[Dataset rows]

--- BEGIN ---

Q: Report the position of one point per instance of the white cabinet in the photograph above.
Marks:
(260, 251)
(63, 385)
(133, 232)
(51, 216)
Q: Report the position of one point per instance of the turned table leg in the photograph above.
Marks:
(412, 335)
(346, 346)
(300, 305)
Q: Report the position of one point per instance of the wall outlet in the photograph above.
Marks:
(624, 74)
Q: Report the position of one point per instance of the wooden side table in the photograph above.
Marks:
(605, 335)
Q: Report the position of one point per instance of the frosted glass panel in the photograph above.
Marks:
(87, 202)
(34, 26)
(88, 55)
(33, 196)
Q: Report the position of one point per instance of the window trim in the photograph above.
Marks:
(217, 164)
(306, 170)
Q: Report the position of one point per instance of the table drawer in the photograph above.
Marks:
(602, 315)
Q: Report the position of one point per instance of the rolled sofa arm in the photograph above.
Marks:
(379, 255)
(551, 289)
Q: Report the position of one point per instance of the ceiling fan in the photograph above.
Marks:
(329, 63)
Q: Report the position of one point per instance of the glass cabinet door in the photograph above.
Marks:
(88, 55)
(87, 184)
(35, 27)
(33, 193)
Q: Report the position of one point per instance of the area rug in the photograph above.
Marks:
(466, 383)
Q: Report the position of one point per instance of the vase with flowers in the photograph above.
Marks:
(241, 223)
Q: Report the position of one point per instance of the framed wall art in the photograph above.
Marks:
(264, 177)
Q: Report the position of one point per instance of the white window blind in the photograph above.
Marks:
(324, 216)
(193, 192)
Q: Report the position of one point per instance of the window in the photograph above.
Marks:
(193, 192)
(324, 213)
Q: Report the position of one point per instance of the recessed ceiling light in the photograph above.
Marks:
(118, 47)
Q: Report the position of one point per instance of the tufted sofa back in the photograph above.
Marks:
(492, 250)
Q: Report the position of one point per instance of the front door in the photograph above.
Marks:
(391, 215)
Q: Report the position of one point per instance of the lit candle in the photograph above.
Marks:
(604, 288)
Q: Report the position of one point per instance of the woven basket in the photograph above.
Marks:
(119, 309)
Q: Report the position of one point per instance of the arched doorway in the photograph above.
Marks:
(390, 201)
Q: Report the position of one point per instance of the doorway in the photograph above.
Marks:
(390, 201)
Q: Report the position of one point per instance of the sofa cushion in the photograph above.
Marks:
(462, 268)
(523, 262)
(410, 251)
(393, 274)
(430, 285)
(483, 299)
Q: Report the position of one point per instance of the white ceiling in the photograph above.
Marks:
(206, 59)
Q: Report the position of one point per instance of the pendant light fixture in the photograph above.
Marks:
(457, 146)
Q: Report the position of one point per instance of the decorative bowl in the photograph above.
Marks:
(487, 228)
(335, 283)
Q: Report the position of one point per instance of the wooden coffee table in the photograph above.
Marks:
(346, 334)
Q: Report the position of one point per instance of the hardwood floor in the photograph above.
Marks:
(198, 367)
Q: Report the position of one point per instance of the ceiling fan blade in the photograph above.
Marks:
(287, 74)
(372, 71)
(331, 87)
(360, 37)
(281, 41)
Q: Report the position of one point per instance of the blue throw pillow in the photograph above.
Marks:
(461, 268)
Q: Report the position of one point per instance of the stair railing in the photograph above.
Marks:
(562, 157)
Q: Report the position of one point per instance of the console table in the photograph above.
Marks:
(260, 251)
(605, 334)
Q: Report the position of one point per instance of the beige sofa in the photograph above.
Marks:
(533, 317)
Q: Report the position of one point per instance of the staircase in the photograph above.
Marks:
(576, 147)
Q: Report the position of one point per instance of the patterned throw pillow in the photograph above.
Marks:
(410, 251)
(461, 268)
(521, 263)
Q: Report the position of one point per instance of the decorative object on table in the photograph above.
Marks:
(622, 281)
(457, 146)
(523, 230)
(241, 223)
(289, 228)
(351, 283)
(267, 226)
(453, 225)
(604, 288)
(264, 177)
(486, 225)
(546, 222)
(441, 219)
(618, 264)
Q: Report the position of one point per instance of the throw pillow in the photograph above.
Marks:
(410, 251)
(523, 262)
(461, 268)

--- END ---

▸ **Exercise brief**
Reproduce the full listing above, character for character.

▸ **Finished exercise**
Q: Report the position of one point per instance of the white cabinet in the photograph above.
Marks:
(260, 251)
(63, 385)
(133, 232)
(51, 216)
Q: Report the position of one point per instance of the turned table leg in the photograph above.
Marks:
(412, 335)
(346, 346)
(300, 305)
Q: Report the position of one point per instance of the wall outlet in the photograph above.
Marks:
(624, 74)
Q: Report the position of one point per instance of the wooden side table in the photograph above.
Marks:
(605, 335)
Q: Report the position of one point per instance of the frosted glass panel in the photograph above.
Marks:
(87, 202)
(34, 26)
(88, 55)
(33, 196)
Q: Report the position of one point per instance of the window trim in the photograph above.
Marks:
(217, 164)
(306, 170)
Q: Report the position of one point per instance of the table drawer in the photograph above.
Marks:
(602, 315)
Q: Report the position of one point per instance of the rolled sofa arm in the photograph above.
Marks:
(379, 255)
(551, 289)
Q: Report the position of one point per instance of the ceiling fan in the photograph above.
Marks:
(329, 63)
Q: Report the position of one point per instance of the glass cabinet door in the photograph above.
Marks:
(88, 55)
(87, 184)
(35, 27)
(33, 193)
Q: Report the position of one point per instance of the area rug in the photograph above.
Marks:
(466, 383)
Q: Report the position of one point per instance of the vase with flowers in the photograph above.
Marks:
(241, 223)
Q: Report the position of one point per instance of the framed wall art in the photograph above.
Marks:
(264, 177)
Q: Report the position of one point per instance of the white window blind in the photograph above.
Marks:
(324, 216)
(193, 192)
Q: Report the position of one point per instance of the window in the photograph above.
Marks:
(193, 192)
(324, 213)
Q: Report the position of one point per instance of the recessed ceiling light in the photograph above.
Marks:
(118, 47)
Q: Report the position of one point per instance of the tufted sofa back in the photograph above.
Marks:
(492, 250)
Q: Report the position of one point per instance of the front door in the photograph above.
Marks:
(391, 215)
Q: Report the position of one point per instance of the lit candle in the photograph above.
Marks:
(604, 288)
Q: Report the position of one point per instance of the woven basket in the photograph above.
Marks:
(119, 309)
Q: Report the position of one point per instance of the arched doorway in the photograph above.
Marks:
(390, 201)
Q: Report the position of one point per instance of the doorway in the photograph above.
Marks:
(390, 201)
Q: Report the position of one point per instance of the sofa cushion in the photograph above.
Marks:
(462, 268)
(523, 262)
(410, 251)
(393, 274)
(430, 285)
(483, 299)
Q: Report the position of one point per instance of the white ceiling in the photograph above.
Marks:
(206, 59)
Q: Report the position of one point per instance of the pendant light fixture in the photograph above.
Marks:
(457, 146)
Q: Report the position of one point per instance of the decorative bowl in the photograph above.
Marks:
(487, 228)
(335, 283)
Q: Report the position of one point per instance of the wooden coffee table in the photograph above.
Marks:
(346, 334)
Q: Report the position of one point per instance of the hardwood floor in the photograph above.
Marks:
(198, 367)
Q: Report the position of one point per instance of the ceiling fan blade in the photograph above.
Marks:
(287, 74)
(372, 71)
(331, 87)
(360, 37)
(281, 41)
Q: Report the position of one point per instance of the blue throw pillow in the photograph above.
Marks:
(461, 268)
Q: Report the position of one point per instance of the stair railing in the photograph above.
Marks:
(562, 157)
Q: Report the position of one point per instance of the console table in the photograph above.
Marks:
(260, 251)
(605, 334)
Q: Report the position of one point per instance of the beige sofa in the photograph above.
Marks:
(533, 317)
Q: Report the position of one point per instance of the staircase in the photograph above.
Marks:
(576, 147)
Q: Report the position of one point per instance of the patterned throw pillow in the photograph above.
Marks:
(410, 251)
(461, 268)
(521, 263)
Q: Report the position of one point per instance of the decorative object on table in the photograph above.
Marks:
(622, 281)
(457, 146)
(523, 230)
(241, 223)
(289, 228)
(351, 283)
(267, 226)
(453, 225)
(604, 288)
(264, 177)
(486, 225)
(546, 222)
(441, 219)
(618, 264)
Q: Report the position of one point per instance of the throw pillow in the photograph above.
Marks:
(410, 251)
(523, 262)
(461, 268)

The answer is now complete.